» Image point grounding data
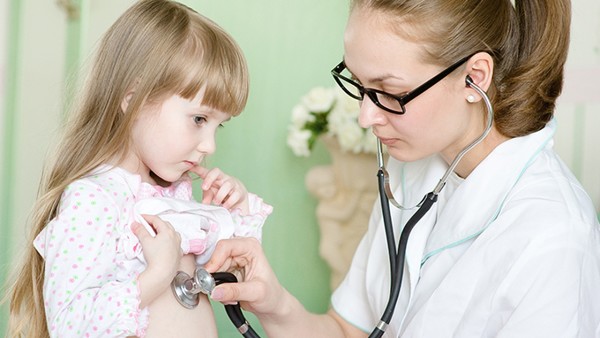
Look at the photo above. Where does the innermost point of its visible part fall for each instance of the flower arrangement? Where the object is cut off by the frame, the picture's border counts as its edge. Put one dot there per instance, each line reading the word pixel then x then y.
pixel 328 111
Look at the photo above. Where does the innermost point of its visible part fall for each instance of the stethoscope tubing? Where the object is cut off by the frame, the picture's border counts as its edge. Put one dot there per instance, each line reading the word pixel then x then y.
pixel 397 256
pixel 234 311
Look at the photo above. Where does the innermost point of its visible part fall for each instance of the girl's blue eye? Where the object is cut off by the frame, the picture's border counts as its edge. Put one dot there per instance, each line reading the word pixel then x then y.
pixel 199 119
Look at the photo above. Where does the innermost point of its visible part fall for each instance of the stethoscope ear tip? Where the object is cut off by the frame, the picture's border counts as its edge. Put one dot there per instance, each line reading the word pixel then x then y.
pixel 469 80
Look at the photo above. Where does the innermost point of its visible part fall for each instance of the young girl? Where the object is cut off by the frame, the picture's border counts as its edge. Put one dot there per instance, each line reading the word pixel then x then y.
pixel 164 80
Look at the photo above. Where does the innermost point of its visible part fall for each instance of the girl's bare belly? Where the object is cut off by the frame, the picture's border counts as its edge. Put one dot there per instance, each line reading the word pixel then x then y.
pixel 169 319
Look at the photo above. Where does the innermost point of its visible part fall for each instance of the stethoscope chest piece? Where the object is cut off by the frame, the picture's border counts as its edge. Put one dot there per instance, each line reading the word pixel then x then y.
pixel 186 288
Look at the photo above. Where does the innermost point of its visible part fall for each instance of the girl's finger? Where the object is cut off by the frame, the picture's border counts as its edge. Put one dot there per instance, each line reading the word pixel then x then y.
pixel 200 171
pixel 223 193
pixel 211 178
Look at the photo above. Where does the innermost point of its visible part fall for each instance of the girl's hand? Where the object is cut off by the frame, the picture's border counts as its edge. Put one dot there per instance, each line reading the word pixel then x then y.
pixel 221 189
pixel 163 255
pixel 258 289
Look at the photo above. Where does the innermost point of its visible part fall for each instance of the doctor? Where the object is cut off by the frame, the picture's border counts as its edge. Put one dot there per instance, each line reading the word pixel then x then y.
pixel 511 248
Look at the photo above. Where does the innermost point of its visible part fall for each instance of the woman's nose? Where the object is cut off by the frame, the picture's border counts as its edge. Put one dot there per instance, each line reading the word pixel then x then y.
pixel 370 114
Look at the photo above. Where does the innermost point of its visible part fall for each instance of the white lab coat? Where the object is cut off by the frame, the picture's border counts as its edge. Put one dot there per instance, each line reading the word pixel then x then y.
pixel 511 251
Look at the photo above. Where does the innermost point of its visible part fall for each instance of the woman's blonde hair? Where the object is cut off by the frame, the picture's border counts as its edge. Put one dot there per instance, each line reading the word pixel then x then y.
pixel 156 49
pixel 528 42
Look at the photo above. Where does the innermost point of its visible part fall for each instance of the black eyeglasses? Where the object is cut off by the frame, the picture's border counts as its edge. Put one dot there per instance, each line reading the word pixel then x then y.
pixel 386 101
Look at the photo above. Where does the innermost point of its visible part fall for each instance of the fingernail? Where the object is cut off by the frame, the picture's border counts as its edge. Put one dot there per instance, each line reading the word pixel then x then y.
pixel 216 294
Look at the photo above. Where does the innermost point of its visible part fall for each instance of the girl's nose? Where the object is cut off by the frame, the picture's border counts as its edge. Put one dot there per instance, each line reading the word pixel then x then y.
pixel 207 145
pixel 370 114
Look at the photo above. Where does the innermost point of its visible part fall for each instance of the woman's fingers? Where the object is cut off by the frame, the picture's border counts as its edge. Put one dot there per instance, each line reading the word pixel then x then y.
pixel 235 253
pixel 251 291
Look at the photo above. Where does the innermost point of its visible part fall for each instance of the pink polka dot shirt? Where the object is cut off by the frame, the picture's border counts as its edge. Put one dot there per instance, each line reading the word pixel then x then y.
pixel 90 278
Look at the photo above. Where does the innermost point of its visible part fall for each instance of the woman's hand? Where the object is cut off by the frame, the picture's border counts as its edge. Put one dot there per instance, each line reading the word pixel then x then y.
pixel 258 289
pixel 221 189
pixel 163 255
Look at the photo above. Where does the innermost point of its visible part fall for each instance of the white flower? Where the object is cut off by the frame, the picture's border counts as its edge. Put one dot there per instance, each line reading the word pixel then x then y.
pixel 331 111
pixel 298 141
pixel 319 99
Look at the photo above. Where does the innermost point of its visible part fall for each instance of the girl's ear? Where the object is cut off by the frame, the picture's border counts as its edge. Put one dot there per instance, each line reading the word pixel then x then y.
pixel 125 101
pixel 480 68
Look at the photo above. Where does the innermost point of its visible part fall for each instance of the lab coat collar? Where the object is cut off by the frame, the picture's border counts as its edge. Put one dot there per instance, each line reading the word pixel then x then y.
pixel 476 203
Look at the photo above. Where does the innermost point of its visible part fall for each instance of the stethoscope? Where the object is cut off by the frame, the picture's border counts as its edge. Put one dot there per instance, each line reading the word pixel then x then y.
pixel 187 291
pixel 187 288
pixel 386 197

» WORK INSTRUCTIONS
From the first line to the last, repeat the entries exactly and leave out the pictures.

» SOLUTION TO THIS TASK
Look at the photo above. Where does the innermost point of its visible part fall for each instance of the flower arrangement? Where the object is cut off by the frame, the picture's border counts as its edge. Put one dot there per instance, each line reading the word pixel then x then y.
pixel 328 111
Look at the photo above. Where does the innermost point of its visible part fall for each instance of the stethoscope tubing? Where the object is cut off by the frame, the picture's border counts as its edge. Put one dot there per instance, each line reading the word pixel then x then y.
pixel 397 256
pixel 234 311
Look at the photo above. Where does the innermost point of its visible part fall for each instance of the girl's blue eye? Where the object is cut off by the frame, the picture's border counts as its edge. Put one dot there per instance, each line reading the word pixel then x then y.
pixel 199 119
Look at the photo above. Where does the innermost point of its visible part fall for each instance of the stethoscope ear tip? Where the object is cut off by the frame, the picture's border counts as its edge. Put one dot there per instance, each line reading the word pixel then x then y.
pixel 469 80
Look at the photo above. Where does the innermost point of its visible part fall for each instance of the young girl? Where the object is cut off by the frame, the picture's border counts as its edge. Put one dot there per instance, each line reading the word pixel then x then y.
pixel 164 80
Look at the photo above. Where does the innermost point of its visible part fall for each instance of the girl's bare belly? Where the object is cut off by the frame, the picture's border counts as its edge. Put one dot there per instance, each line reading the word pixel then x then y.
pixel 169 319
Look at the photo above. Where does the innermost point of its visible part fall for each instance of the stethoscope chest piece? Where the object is cut off by the frame, the picture's border counts as its edge. Put one dot there per instance, each line reading the word pixel then x then y.
pixel 186 288
Look at the photo above. Where does the innermost point of its visible part fall for each instance of the girl's finger? Where the object is cut off by the frame, the picture's border counts as its edge. Put one dot there per instance, each line reading the word pixel then x then y.
pixel 200 171
pixel 223 193
pixel 211 178
Look at the photo above. Where does the innermost point of its visible part fall for each instance of the girl's hand? Where the object is cut off by the frame, the picture's border counts as its edge. Put one dot there per instance, each line reading the word pixel then x then y.
pixel 221 189
pixel 163 255
pixel 258 289
Look at the photo above. Where does the innermost point of its visible part fall for each instance of the doctor? Where the object is cut off by the frame, the picture's border counts as its edge. Put one dot there per instance, each line reading the word pixel then x then y.
pixel 511 248
Look at the photo above. Where does the innermost point of its visible part fall for each instance of the woman's nose? Where the object is cut off by the frame, the picture's border counts as its edge. Put one dot there per instance, each line reading the word pixel then x then y.
pixel 370 114
Look at the photo above. Where does the innermost point of its visible part fall for each instance of the white lab coat? Where the object is cut off by the frame, the picture's border counts as its edge. Put one dot there per instance, each line reading the word pixel then x then y.
pixel 511 251
Look at the photo above. Where does the innermost point of its visible part fall for each instance of the woman's blonde hair? Where the object is cut off by the frame, the picture's border counts as its edge. Put one dot there per instance, each line reading the word pixel then x then y.
pixel 156 49
pixel 528 42
Look at the photo above. Where does the innermost point of its visible part fall for each instance of the black eyeglasses? Where the object is cut off by the frame, the picture's border counts as its edge. Put one dot there per instance, each line reading the word pixel then x then y.
pixel 386 101
Look at the photo above. Where does the innermost point of its visible part fall for each instance of the fingernail? Where the object is cut off by the frame, the picture's border counts as its edge. Put one dot there per instance, each line reading the word pixel then x then y.
pixel 216 294
Look at the photo above. Where does the innermost point of its visible part fall for each instance of the girl's nose? Where the object is cut off by the frame, the picture's border counts as its edge. Put one dot there per instance, each line reading the word pixel then x then y.
pixel 207 145
pixel 370 114
Look at the photo above. Where does the innermost point of its visible part fall for each instance of the woman's fingers? Where the object is cut off by the frame, the picture's border counts as its edge. Put one dot there per instance, each line reading the word pixel then x then y.
pixel 235 253
pixel 251 291
Look at the photo above. Where does the innermost point of its visible part fall for each instance of the pink polka dot shirt? Where the object is cut off by the frame, the picture's border counts as its edge. Put one dot there per instance, each line reading the word pixel then x then y.
pixel 90 278
Look at the photo above. Where does the innermost point of its visible part fall for each instance of the woman's hand? Where the object is cut off by the frame, the picture's border counts as its edge. Put one dot there per instance, each line reading the word pixel then x then y.
pixel 258 289
pixel 221 189
pixel 163 255
Look at the photo above. Where does the innermost point of its visible part fall for each instance of the white flower? Where the object is cut off by the frame, the picture's border counts as its edge. Put one dot there per instance, each line reading the word pixel then x then y.
pixel 331 111
pixel 298 141
pixel 319 99
Look at the photo above. Where does the innermost point of its visible part fall for each instance of the girl's ear? Where the object is cut off by the frame, the picture's border counts as its edge. Put one dot there per instance, each line reading the word pixel then x then y.
pixel 125 101
pixel 480 68
Look at the photo above. Where does the innermost point of its visible part fall for each instance of the lab coat collar? Where the object is cut off by the frame, the picture's border counts as its edge. Put one dot there per instance, each line reading the word pixel then x then y.
pixel 476 203
Look at the photo above. Where does the innermost point of its visible part fall for each instance of the stethoscope? Where the object is cut off by the frame, the picture's border counts as its edge. Put one dot there per instance, each line reading the word pixel then x then y.
pixel 187 291
pixel 187 288
pixel 386 197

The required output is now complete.